# WORK INSTRUCTION
Answer these questions from the article on health and safety agency cuts:
1. In what city did the Air Force crew unload infant formula?
2. How many people in the FDA's Office of Inspections and Investigations were laid off?
3. In what month did the FDA's top food safety official resign?

# PAGE EXCERPT
Home Consumer Worries Grow Over Risks To Americans As Trump Cuts Health, Safety Agencies

Worries Grow Over Risks To Americans As Trump Cuts Health, Safety Agencies

The crew of an Air Force C-17 unloads infant formula in Indianapolis in May 2022, part of a government effort to address a shortage of formula. At the time, President Donald Trump called the formula shortage a “national disgrace.” (Michael Conroy/AP)

Somewhere on a grocery shelf, or in a restaurant, or on a food-factory floor in America, lurk bacteria that haven’t been detected yet. Perhaps E. coli, which is linked with food poisoning, or more of the cronobacter that led to infant illnesses, sparked a nationwide shortage of infant formula in 2022 and led to major reforms at the Food and Drug Administration.

The task of finding those bacteria rests on FDA inspectors, whose jobs have been mostly preserved amid the Trump administration’s sweeping cuts to the federal government. But the people who help support those inspections haven’t fared so well. More than 150 people in the FDA’s Office of Inspections and Investigations — the staff responsible for purchasing supplies, managing trips and coordinating other administrative functions — were laid off last week, according to multiple federal officials. So were staff dedicated to food-safety policies and regulations, including an entire office that partnered with foreign countries to handle food-related disease outbreaks. Meanwhile, the FDA’s top food safety official — a position created after the infant formula crisis — resigned in February, citing “indiscriminate” staffing cuts to his office.

The cuts tee up “the next infant formula crisis waiting to happen,” said one current FDA official, who spoke on the condition of anonymity because of fear of reprisal.

# DATASET CONTENT
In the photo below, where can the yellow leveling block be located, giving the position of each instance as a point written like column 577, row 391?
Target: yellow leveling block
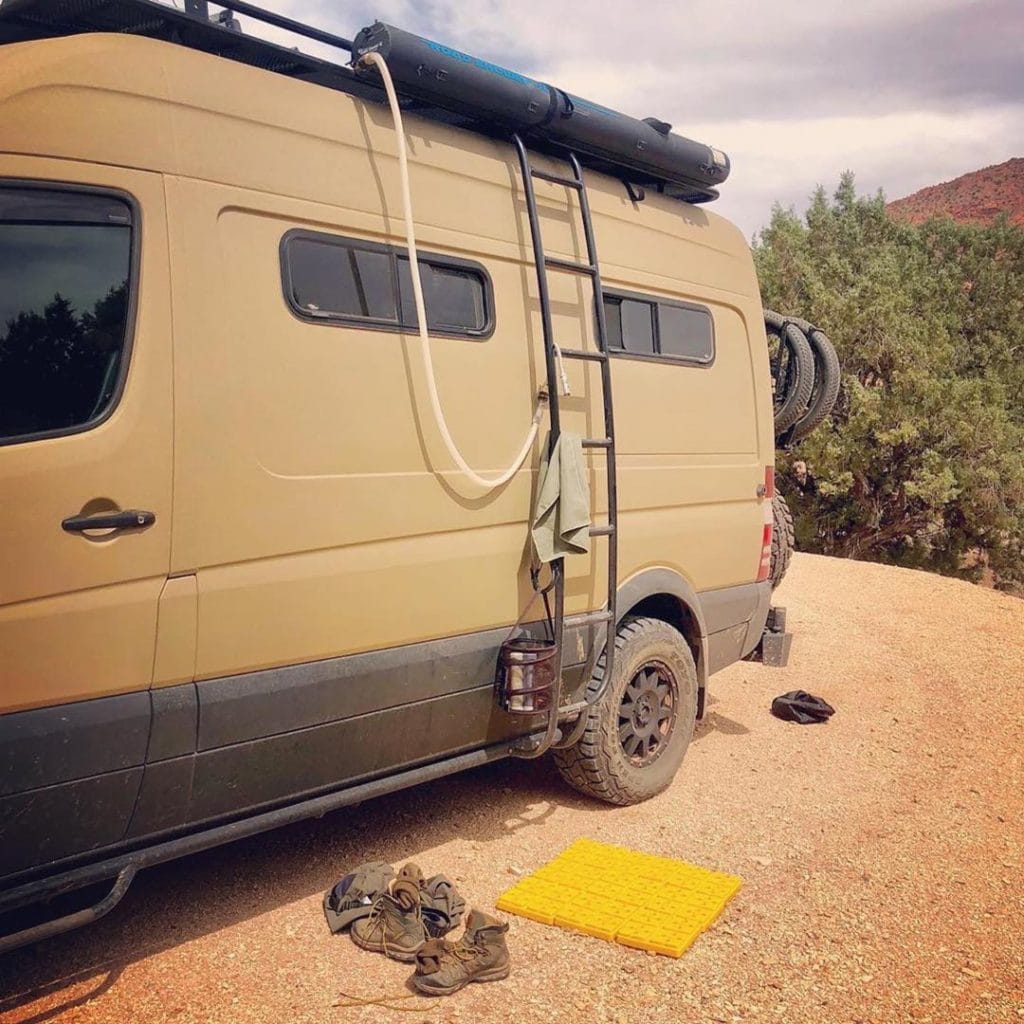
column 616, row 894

...

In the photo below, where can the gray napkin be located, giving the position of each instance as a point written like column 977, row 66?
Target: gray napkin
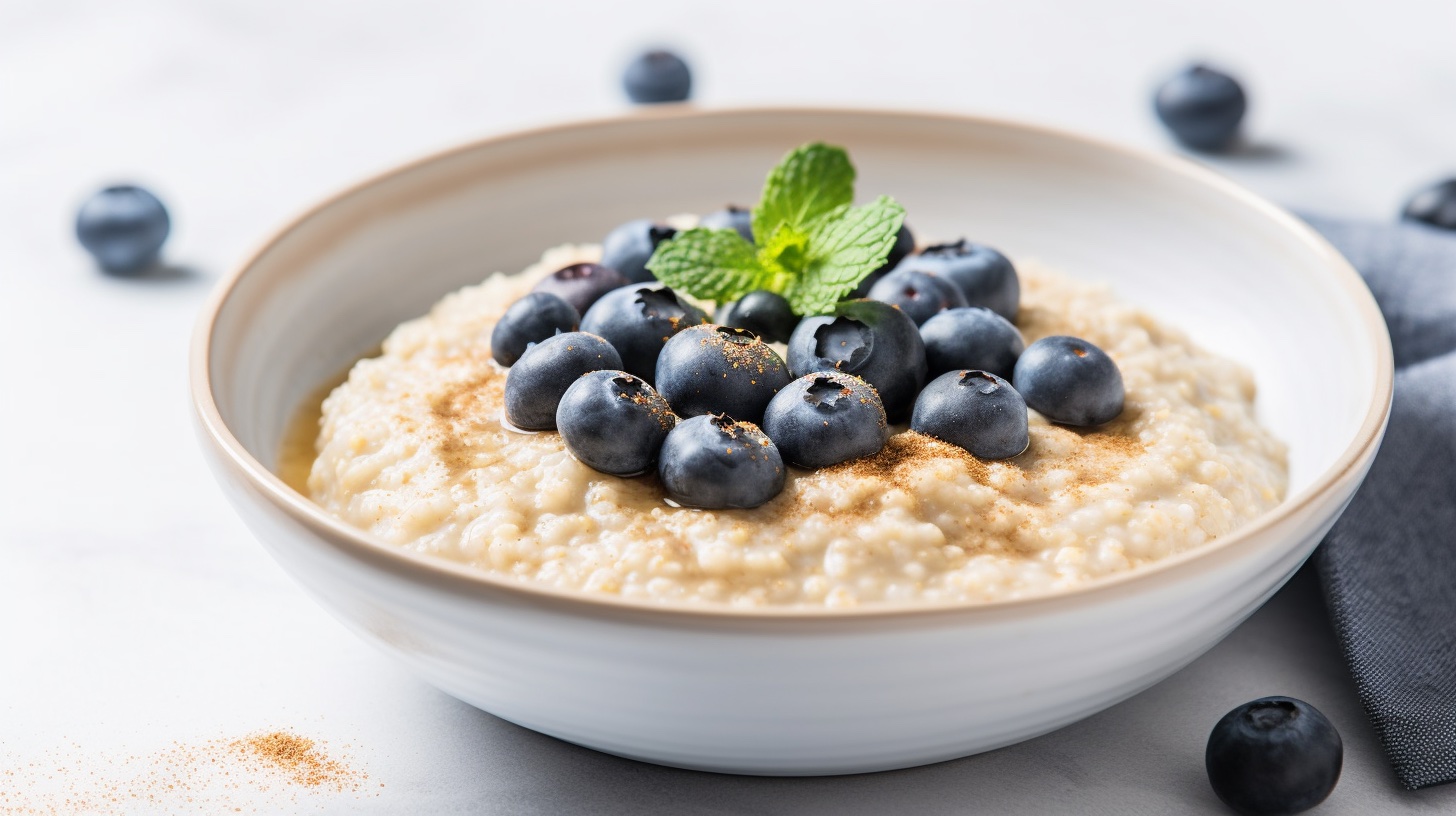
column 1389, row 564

* * *

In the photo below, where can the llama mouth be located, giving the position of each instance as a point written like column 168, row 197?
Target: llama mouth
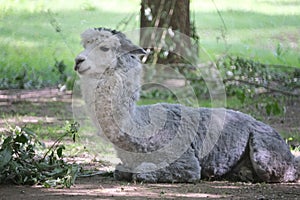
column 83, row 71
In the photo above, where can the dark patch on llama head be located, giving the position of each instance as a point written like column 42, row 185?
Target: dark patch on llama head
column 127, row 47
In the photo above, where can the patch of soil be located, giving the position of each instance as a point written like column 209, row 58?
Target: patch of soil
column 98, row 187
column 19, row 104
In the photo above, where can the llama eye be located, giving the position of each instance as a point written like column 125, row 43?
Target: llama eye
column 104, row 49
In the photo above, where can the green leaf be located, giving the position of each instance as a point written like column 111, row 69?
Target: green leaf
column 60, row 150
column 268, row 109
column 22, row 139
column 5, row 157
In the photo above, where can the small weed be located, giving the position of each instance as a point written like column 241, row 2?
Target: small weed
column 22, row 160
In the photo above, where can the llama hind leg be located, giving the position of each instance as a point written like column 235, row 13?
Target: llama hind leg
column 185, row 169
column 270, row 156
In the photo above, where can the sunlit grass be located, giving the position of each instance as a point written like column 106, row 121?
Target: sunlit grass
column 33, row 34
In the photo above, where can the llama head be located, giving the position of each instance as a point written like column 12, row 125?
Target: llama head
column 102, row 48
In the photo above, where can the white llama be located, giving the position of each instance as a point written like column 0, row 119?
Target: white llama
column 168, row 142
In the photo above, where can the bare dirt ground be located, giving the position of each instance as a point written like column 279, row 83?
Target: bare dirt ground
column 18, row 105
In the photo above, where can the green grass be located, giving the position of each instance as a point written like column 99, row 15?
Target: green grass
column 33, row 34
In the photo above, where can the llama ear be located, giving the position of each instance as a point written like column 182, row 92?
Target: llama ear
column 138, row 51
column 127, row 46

# ANSWER TO THIS PROBLEM
1. Indianapolis
2. More than 150
3. February